### Work to do:
Your task is to extract the lines from the one holding "Please pin the balcony" through the end of the material. Set them down exactly and add nothing.

▼

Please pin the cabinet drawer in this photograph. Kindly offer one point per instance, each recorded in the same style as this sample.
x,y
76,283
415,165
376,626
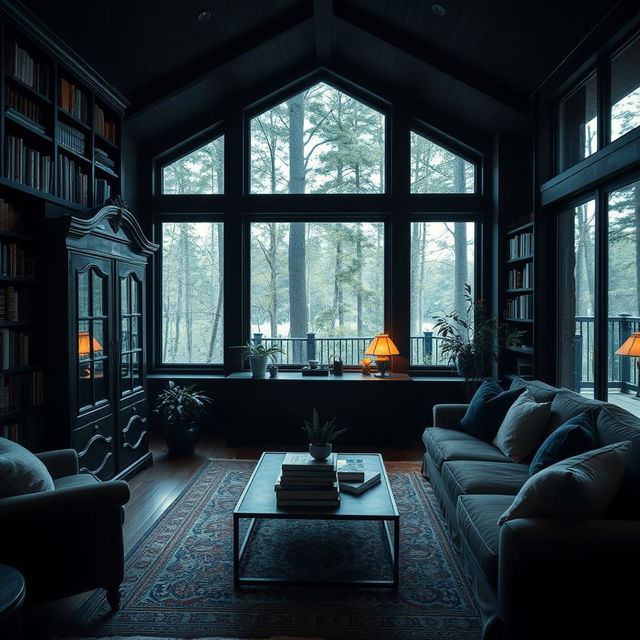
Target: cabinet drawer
x,y
95,447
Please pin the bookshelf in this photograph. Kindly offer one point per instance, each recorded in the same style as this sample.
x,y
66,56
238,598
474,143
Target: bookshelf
x,y
60,125
518,295
21,374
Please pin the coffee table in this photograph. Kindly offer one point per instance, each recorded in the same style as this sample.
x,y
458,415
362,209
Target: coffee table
x,y
258,501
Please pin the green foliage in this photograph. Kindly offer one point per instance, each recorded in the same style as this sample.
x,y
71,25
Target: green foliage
x,y
180,405
474,336
318,433
259,349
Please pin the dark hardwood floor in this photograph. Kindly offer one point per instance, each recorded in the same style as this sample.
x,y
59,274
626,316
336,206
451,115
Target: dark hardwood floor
x,y
152,492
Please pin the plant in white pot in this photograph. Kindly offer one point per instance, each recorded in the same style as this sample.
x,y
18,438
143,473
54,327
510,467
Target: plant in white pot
x,y
320,436
258,355
179,408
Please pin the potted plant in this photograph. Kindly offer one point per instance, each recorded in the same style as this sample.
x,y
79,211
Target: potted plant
x,y
321,436
258,355
179,408
472,339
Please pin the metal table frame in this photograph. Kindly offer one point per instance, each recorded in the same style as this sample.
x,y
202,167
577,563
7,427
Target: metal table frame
x,y
392,539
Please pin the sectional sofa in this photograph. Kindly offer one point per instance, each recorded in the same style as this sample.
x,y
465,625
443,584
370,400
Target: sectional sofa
x,y
539,578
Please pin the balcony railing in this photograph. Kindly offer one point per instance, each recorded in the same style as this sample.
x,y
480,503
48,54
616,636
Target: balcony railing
x,y
622,371
425,349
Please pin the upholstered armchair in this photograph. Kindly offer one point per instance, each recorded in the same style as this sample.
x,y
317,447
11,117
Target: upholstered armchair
x,y
69,539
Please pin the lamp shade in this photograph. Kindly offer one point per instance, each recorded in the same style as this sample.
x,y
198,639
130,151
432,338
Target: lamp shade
x,y
631,346
382,345
84,344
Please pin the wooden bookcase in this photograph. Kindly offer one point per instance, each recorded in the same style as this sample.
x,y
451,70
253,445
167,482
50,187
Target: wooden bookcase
x,y
518,292
60,126
21,367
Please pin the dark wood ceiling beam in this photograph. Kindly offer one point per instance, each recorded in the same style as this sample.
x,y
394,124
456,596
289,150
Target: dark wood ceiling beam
x,y
393,37
208,65
323,25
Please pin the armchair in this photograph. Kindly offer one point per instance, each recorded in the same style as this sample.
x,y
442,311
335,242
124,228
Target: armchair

▲

### Response below:
Please pin the balcony railing in this photograph. Kindly offer one point per instance, each recorded in the same style as this sample.
x,y
480,503
48,54
616,636
Target: balcony railing
x,y
622,371
425,349
Please pin the upholstered armchair in this photograph. Kindly offer one point per instance, each recorded in the same style as this sample.
x,y
317,447
11,117
Target: upholstered armchair
x,y
69,539
Please pin the lamp shade in this photograph. Kindly offer one point per instance, each recorded in the same style as this sample.
x,y
198,639
130,151
432,338
Target: lamp shade
x,y
631,346
382,345
84,344
Please pin the wooden bookcase in this photograph. Kindly offer one point per instance, each recorded in the same style as this sample.
x,y
451,70
253,445
167,482
50,187
Target: wooden bookcase
x,y
518,292
60,126
21,367
Please pin the dark wood ceiling beam in this photograph. Kindly offer one point per instance, each recorded in the same style as this sample.
x,y
394,124
456,596
289,150
Target: dark wood ceiling beam
x,y
393,37
208,65
323,25
Please pin the armchair in this photograph. Kindly offer one point per instance, each recorded in the same style as this sample.
x,y
442,311
335,242
124,228
Target: armchair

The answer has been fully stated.